--- Supplied records ---

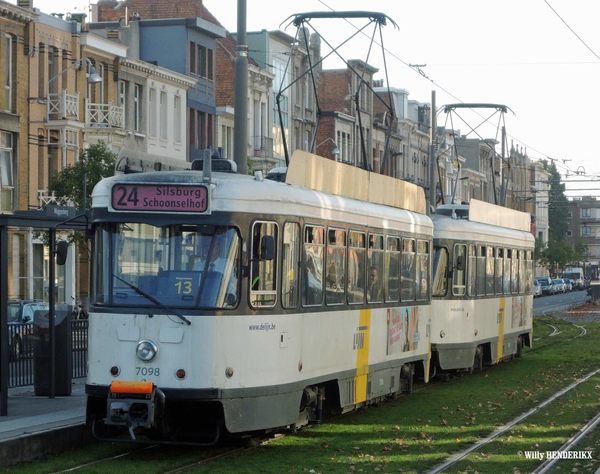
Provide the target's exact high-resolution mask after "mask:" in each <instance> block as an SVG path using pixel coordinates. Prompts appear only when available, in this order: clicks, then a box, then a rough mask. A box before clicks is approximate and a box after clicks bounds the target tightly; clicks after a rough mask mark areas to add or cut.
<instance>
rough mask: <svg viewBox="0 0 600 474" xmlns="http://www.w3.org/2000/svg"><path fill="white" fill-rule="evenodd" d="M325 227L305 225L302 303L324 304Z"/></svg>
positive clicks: (304, 304)
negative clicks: (323, 269)
mask: <svg viewBox="0 0 600 474" xmlns="http://www.w3.org/2000/svg"><path fill="white" fill-rule="evenodd" d="M324 235H325V230H324V229H323V227H317V226H311V225H307V226H305V227H304V255H303V257H304V259H303V267H302V277H303V278H302V280H303V283H302V304H303V305H304V306H320V305H322V304H323V253H324V247H325V240H324Z"/></svg>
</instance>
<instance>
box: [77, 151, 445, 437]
mask: <svg viewBox="0 0 600 474" xmlns="http://www.w3.org/2000/svg"><path fill="white" fill-rule="evenodd" d="M208 163H209V161H205V164H204V169H205V170H206V171H205V172H202V171H194V170H190V171H181V172H173V171H171V172H155V173H141V174H129V175H122V176H115V177H112V178H109V179H105V180H103V181H101V182H100V183H99V184H98V185H97V186H96V188H95V189H94V192H93V208H92V226H93V229H92V231H93V252H92V269H93V270H92V290H91V298H90V314H89V335H90V337H89V355H88V361H89V368H88V380H87V383H86V393H87V394H88V407H87V420H88V422H89V423H90V424H92V425H93V429H94V432H95V434H96V436H98V437H100V438H104V439H111V438H114V437H115V435H117V434H118V433H120V432H129V434H130V436H131V438H134V439H138V440H140V438H138V435H139V434H145V435H148V436H149V437H150V438H152V439H154V440H163V441H167V442H170V441H174V442H182V441H185V442H188V441H193V442H199V443H205V444H211V443H213V442H216V441H217V440H218V439H219V438H224V437H232V436H233V437H241V436H248V435H250V436H252V435H254V434H258V433H261V434H262V433H265V432H274V431H276V430H285V429H291V430H293V429H295V428H297V427H300V426H302V425H304V424H306V423H310V422H318V421H320V420H321V418H322V415H323V413H324V412H325V411H330V410H331V411H337V412H343V411H347V410H351V409H354V408H356V407H359V406H361V405H366V404H370V403H375V402H377V401H380V400H382V399H384V398H387V397H393V396H395V395H396V394H397V393H399V392H401V391H410V390H411V389H412V378H413V374H414V373H415V372H418V373H419V374H420V375H422V376H423V378H424V379H425V380H427V379H428V376H429V363H430V343H429V334H430V331H429V325H430V322H431V314H430V310H431V305H430V302H431V285H429V284H428V282H429V281H430V272H431V258H430V251H431V248H432V239H433V226H432V222H431V219H429V218H428V217H427V216H426V215H425V213H424V210H425V204H424V197H423V193H422V190H421V189H420V188H418V187H416V186H413V185H412V184H410V183H404V182H401V181H398V180H390V179H389V178H386V177H383V176H381V175H375V174H372V173H368V172H365V171H362V170H359V169H356V168H353V167H349V166H345V165H341V164H338V163H334V162H332V161H330V160H321V159H319V158H318V157H316V156H314V155H309V154H307V153H300V155H298V156H297V155H294V157H293V159H292V160H291V163H290V167H289V170H288V178H287V183H279V182H275V181H270V180H264V179H262V177H261V176H260V174H257V175H256V176H255V177H254V178H253V177H250V176H241V175H239V174H236V173H234V172H215V171H214V169H213V171H212V174H211V173H210V172H209V169H210V168H211V167H210V166H207V165H208ZM347 172H350V173H352V176H345V175H344V173H347ZM290 182H292V183H294V182H295V183H298V184H300V185H298V184H290ZM315 182H320V184H318V185H315V184H314V183H315ZM394 182H395V183H394ZM308 183H312V184H308ZM311 188H312V189H311ZM317 189H320V190H317ZM323 190H326V191H327V192H324V191H323ZM348 196H351V197H348ZM402 207H404V208H402ZM411 209H412V210H411Z"/></svg>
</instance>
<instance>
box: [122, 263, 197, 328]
mask: <svg viewBox="0 0 600 474" xmlns="http://www.w3.org/2000/svg"><path fill="white" fill-rule="evenodd" d="M113 276H114V277H115V278H116V279H117V280H119V281H121V282H123V283H125V284H126V285H127V286H128V287H129V288H131V289H132V290H133V291H135V292H136V293H137V294H138V295H140V296H143V297H144V298H146V299H147V300H149V301H152V303H154V304H155V305H156V306H158V307H159V308H162V309H164V310H166V311H168V312H169V313H171V314H174V315H175V316H177V317H178V318H179V319H181V320H182V321H183V322H184V323H186V324H187V325H188V326H190V325H191V324H192V322H191V321H190V320H189V319H187V318H186V317H185V316H184V315H183V314H180V313H178V312H177V311H174V310H172V309H171V308H169V307H167V306H165V305H164V304H162V303H161V302H160V301H158V300H157V299H156V298H154V297H152V296H150V295H149V294H148V293H146V292H144V291H142V290H140V289H139V288H138V287H137V286H135V285H132V284H131V283H129V282H128V281H126V280H123V279H122V278H120V277H118V276H117V275H115V274H114V273H113Z"/></svg>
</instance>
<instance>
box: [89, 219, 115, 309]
mask: <svg viewBox="0 0 600 474" xmlns="http://www.w3.org/2000/svg"><path fill="white" fill-rule="evenodd" d="M111 236H112V232H108V231H107V229H106V228H100V227H98V228H96V235H95V236H94V239H93V242H94V249H93V252H94V255H95V258H96V265H94V266H93V267H92V285H93V295H94V300H93V301H94V302H95V303H99V304H102V303H108V302H109V301H110V281H111V278H110V274H111V271H110V270H109V269H110V263H109V258H110V252H109V249H110V242H111Z"/></svg>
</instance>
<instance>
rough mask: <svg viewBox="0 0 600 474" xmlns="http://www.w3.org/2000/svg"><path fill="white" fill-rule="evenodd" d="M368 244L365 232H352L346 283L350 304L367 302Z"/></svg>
mask: <svg viewBox="0 0 600 474" xmlns="http://www.w3.org/2000/svg"><path fill="white" fill-rule="evenodd" d="M366 242H367V238H366V236H365V234H364V232H357V231H350V238H349V241H348V272H347V282H346V286H347V288H348V303H349V304H362V303H364V302H365V287H366V285H365V256H366Z"/></svg>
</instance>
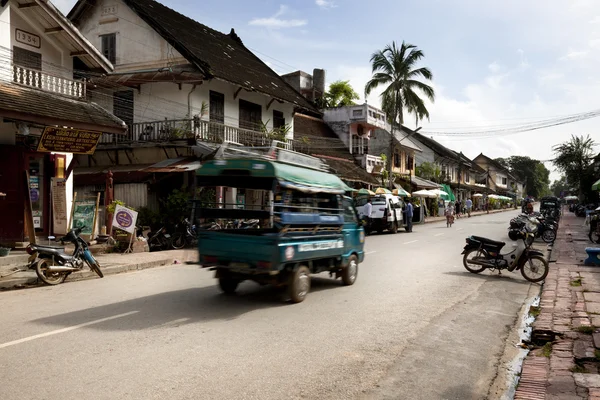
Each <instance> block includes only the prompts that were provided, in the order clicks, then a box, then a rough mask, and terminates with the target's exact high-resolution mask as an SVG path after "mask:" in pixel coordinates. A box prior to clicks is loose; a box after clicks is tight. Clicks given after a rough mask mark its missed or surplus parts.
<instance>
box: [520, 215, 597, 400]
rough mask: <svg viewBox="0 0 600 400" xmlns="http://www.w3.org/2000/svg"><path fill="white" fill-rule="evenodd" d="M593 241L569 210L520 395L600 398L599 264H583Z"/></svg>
mask: <svg viewBox="0 0 600 400" xmlns="http://www.w3.org/2000/svg"><path fill="white" fill-rule="evenodd" d="M589 245H590V243H589V242H588V240H587V227H586V226H584V220H583V219H582V218H577V217H575V215H574V214H573V213H570V212H568V211H564V213H563V217H562V219H561V222H560V227H559V231H558V235H557V239H556V242H555V244H554V249H553V256H556V263H552V264H550V273H549V274H548V277H547V278H546V281H545V282H544V286H543V288H542V294H541V301H540V310H541V311H540V314H539V316H538V317H537V318H536V320H535V322H534V323H533V332H532V343H533V344H534V345H535V349H533V350H532V351H531V352H530V353H529V354H528V356H527V357H526V358H525V360H524V362H523V368H522V372H521V379H520V381H519V386H518V388H517V390H516V392H515V396H514V398H515V399H547V400H554V399H556V400H558V399H560V400H563V399H564V400H568V399H595V400H600V374H599V371H600V370H599V368H600V350H599V349H600V268H599V267H586V266H583V260H584V259H585V250H584V249H585V247H587V246H589ZM546 343H550V344H551V351H550V352H548V348H549V346H550V345H548V344H546ZM545 344H546V352H545V355H544V354H543V352H542V351H541V347H542V346H543V345H545ZM548 353H549V354H548Z"/></svg>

---

Assignment:
All lines with the word "block" must be located in the data and copied.

Answer section:
Provide the target's exact high-resolution mask after "mask:" in each <instance> block as an SVG path using pixel coordinates. Prompts appear only when available, in this order: clicks, then a box, then a rough mask. A box before clicks is approximate and a box after clicks bounds the target tightly; clicks after a rough mask mark areas to add or cut.
Each <instance> block includes only the prompts that were provided, in the order clicks, then a box, then a rough mask, and terminates with the target's exact high-resolution mask as an SVG path after "mask:" in pixel coordinates. A box prior to clicks is loose; a box after clicks is tight. Clicks given after a rough mask mark its missed or surplus parts.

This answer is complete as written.